*WORK TO BE COMPLETED:* From the line that holds "the metal wire" to the last line of the data, copy everything exactly; leave out all the rest.

*MATERIAL TO PROCESS:*

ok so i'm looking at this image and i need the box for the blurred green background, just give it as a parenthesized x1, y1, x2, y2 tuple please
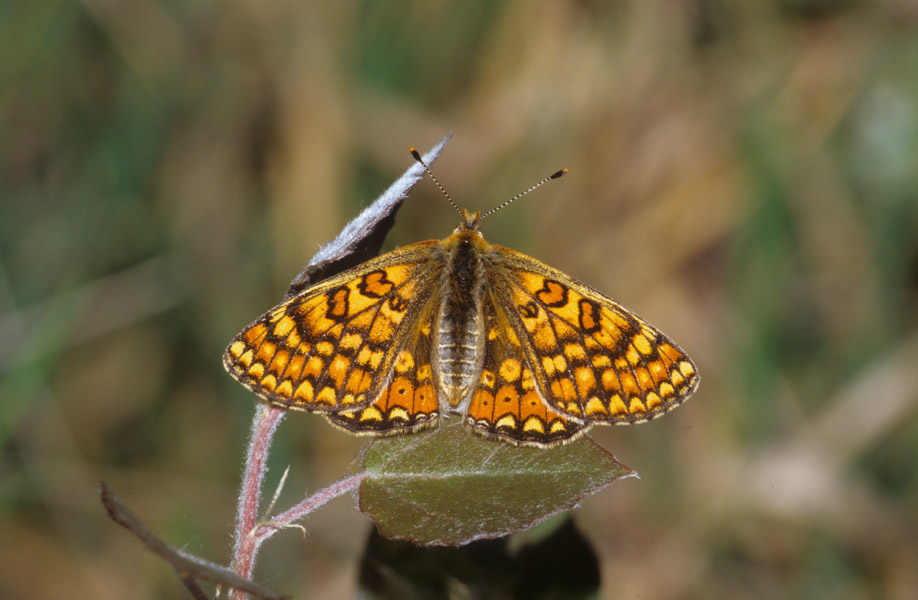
(2, 0, 917, 598)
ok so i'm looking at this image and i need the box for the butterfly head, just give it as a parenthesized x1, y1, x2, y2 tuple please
(460, 208, 482, 231)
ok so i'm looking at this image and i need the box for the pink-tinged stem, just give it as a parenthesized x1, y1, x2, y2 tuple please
(251, 472, 368, 544)
(230, 404, 368, 600)
(231, 404, 286, 599)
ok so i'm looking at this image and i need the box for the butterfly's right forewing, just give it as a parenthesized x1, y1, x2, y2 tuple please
(487, 245, 699, 426)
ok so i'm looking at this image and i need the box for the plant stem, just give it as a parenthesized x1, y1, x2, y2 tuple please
(251, 473, 368, 543)
(230, 404, 368, 600)
(99, 482, 287, 600)
(231, 403, 286, 599)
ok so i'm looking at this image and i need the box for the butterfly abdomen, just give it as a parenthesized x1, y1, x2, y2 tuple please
(433, 232, 488, 410)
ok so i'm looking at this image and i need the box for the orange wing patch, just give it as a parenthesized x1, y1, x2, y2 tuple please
(223, 243, 440, 414)
(326, 339, 440, 435)
(466, 306, 587, 445)
(490, 251, 699, 427)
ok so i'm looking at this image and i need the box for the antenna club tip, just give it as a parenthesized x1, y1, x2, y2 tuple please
(409, 148, 422, 161)
(551, 168, 569, 180)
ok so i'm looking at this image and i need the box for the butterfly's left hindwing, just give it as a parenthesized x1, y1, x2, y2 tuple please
(223, 241, 442, 413)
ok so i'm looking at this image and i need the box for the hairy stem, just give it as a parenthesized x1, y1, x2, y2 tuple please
(231, 404, 286, 598)
(251, 473, 368, 544)
(230, 404, 367, 600)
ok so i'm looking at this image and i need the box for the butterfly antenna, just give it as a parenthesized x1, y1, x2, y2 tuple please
(479, 168, 568, 222)
(410, 147, 463, 218)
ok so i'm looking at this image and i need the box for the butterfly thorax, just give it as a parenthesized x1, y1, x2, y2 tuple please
(433, 226, 490, 412)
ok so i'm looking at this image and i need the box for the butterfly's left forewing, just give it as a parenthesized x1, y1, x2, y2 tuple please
(223, 241, 443, 414)
(486, 246, 699, 427)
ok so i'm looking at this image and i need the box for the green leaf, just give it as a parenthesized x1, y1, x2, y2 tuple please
(359, 419, 634, 546)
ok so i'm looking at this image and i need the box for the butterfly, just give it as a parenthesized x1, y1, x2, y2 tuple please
(224, 151, 699, 447)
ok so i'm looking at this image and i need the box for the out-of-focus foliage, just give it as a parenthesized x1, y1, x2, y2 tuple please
(1, 1, 916, 598)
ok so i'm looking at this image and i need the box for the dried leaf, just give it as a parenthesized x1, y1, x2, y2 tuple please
(286, 134, 451, 296)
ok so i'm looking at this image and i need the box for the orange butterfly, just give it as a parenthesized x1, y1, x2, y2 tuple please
(225, 152, 698, 446)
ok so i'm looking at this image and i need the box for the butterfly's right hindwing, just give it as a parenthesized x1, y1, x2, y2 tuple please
(465, 299, 589, 446)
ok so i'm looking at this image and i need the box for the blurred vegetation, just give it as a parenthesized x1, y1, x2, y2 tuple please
(2, 0, 917, 598)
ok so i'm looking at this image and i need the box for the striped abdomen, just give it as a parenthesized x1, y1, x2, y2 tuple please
(433, 232, 487, 410)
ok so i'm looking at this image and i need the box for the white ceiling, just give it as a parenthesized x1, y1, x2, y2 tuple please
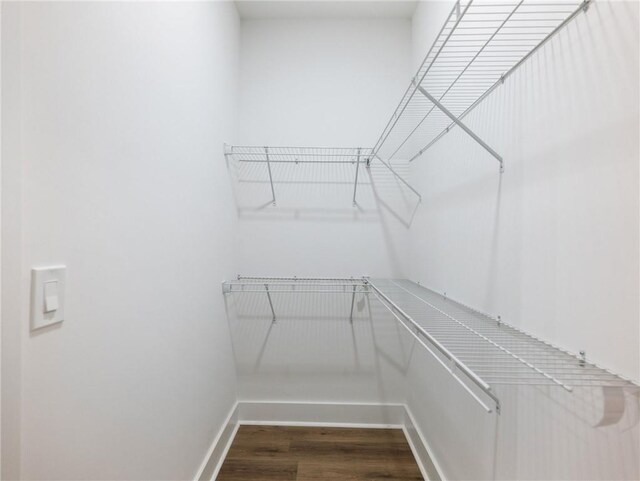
(235, 0, 419, 19)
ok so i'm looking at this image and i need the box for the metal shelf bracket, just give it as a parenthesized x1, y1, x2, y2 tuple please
(264, 147, 277, 206)
(265, 284, 276, 323)
(352, 147, 361, 207)
(413, 81, 504, 173)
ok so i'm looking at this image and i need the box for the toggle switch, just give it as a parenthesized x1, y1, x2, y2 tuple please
(44, 280, 59, 313)
(31, 266, 66, 331)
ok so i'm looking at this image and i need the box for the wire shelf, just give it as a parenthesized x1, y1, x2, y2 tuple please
(226, 146, 374, 165)
(368, 278, 639, 413)
(223, 277, 370, 323)
(372, 0, 590, 169)
(224, 276, 368, 293)
(224, 145, 421, 206)
(222, 276, 638, 414)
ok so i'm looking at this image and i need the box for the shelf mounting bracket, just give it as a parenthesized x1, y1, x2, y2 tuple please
(412, 81, 504, 173)
(265, 147, 277, 205)
(265, 284, 276, 323)
(349, 285, 357, 323)
(374, 155, 422, 202)
(352, 147, 361, 207)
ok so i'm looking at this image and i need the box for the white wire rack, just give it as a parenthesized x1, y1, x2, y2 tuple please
(224, 145, 421, 206)
(372, 0, 591, 171)
(222, 276, 639, 414)
(368, 278, 640, 413)
(223, 277, 369, 322)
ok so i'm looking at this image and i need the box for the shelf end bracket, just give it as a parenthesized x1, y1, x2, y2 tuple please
(265, 284, 276, 323)
(413, 82, 504, 173)
(352, 148, 361, 207)
(264, 147, 277, 206)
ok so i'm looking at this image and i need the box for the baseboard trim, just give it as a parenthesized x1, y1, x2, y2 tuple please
(404, 406, 445, 481)
(194, 402, 239, 481)
(195, 401, 444, 481)
(238, 401, 406, 428)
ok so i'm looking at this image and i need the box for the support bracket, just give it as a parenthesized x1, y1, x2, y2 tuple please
(264, 147, 277, 205)
(352, 148, 361, 207)
(265, 284, 276, 323)
(349, 285, 357, 323)
(412, 82, 504, 173)
(374, 155, 422, 202)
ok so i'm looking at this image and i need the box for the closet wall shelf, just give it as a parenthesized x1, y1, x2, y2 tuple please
(222, 276, 368, 294)
(224, 144, 421, 206)
(372, 0, 591, 170)
(222, 277, 370, 324)
(223, 276, 639, 415)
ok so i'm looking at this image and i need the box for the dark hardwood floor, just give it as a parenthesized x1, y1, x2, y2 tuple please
(216, 425, 424, 481)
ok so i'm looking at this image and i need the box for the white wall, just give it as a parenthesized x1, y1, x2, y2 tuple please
(403, 1, 640, 479)
(1, 2, 240, 479)
(2, 4, 24, 478)
(229, 17, 417, 406)
(235, 17, 414, 277)
(2, 2, 637, 480)
(226, 285, 412, 406)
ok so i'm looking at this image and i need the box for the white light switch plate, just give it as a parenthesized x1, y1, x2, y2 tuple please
(31, 266, 66, 331)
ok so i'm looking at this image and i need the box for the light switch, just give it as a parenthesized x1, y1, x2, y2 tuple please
(44, 280, 59, 313)
(31, 266, 66, 331)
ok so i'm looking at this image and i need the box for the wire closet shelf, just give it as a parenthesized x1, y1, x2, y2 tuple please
(224, 145, 421, 206)
(222, 276, 370, 323)
(372, 0, 591, 171)
(223, 276, 639, 415)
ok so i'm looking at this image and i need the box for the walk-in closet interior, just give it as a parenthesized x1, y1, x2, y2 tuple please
(1, 0, 639, 480)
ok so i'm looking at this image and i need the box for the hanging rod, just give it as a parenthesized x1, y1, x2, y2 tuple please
(371, 0, 591, 168)
(367, 279, 500, 413)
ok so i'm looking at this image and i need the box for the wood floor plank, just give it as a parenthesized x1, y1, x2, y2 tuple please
(289, 440, 415, 464)
(296, 460, 424, 481)
(216, 459, 298, 481)
(288, 427, 409, 443)
(216, 426, 424, 481)
(224, 438, 291, 460)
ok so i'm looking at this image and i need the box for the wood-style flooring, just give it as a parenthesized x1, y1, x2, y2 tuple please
(217, 425, 424, 481)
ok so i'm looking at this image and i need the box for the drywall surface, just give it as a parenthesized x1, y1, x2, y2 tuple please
(2, 2, 240, 479)
(235, 17, 415, 277)
(404, 1, 640, 479)
(1, 5, 23, 478)
(226, 283, 411, 406)
(230, 17, 417, 405)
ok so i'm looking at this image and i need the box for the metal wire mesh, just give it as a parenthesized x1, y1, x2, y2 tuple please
(224, 145, 421, 208)
(370, 279, 639, 390)
(224, 277, 368, 294)
(223, 276, 638, 414)
(226, 146, 374, 164)
(373, 0, 589, 164)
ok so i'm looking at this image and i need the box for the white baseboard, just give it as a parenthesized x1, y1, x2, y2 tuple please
(404, 406, 445, 481)
(238, 401, 406, 428)
(195, 401, 444, 481)
(194, 402, 239, 481)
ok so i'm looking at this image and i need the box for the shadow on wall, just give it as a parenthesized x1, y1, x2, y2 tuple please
(223, 287, 413, 404)
(404, 330, 640, 480)
(406, 2, 640, 409)
(225, 152, 421, 227)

*SOLUTION TO THIS TASK:*
ok so i'm looking at this image and i need the box for the metal wire mesh, just give it as a parenthesized x1, y1, x2, y2 tuple please
(224, 145, 421, 208)
(370, 279, 639, 390)
(224, 277, 368, 294)
(223, 276, 638, 414)
(226, 146, 374, 164)
(373, 0, 589, 164)
ok so i'm looking at this image and i need the box for the white baseboard, just give it as a parenthesized x1, y1, x2, y2 tuple please
(404, 406, 445, 481)
(238, 401, 406, 428)
(195, 401, 444, 481)
(194, 402, 239, 481)
ok so i'm looking at this image and i need the box for the shadow on wall, just give it as a parenthesized x1, y1, x2, y2 tuple please
(223, 287, 413, 404)
(404, 330, 640, 480)
(406, 2, 640, 409)
(225, 152, 421, 227)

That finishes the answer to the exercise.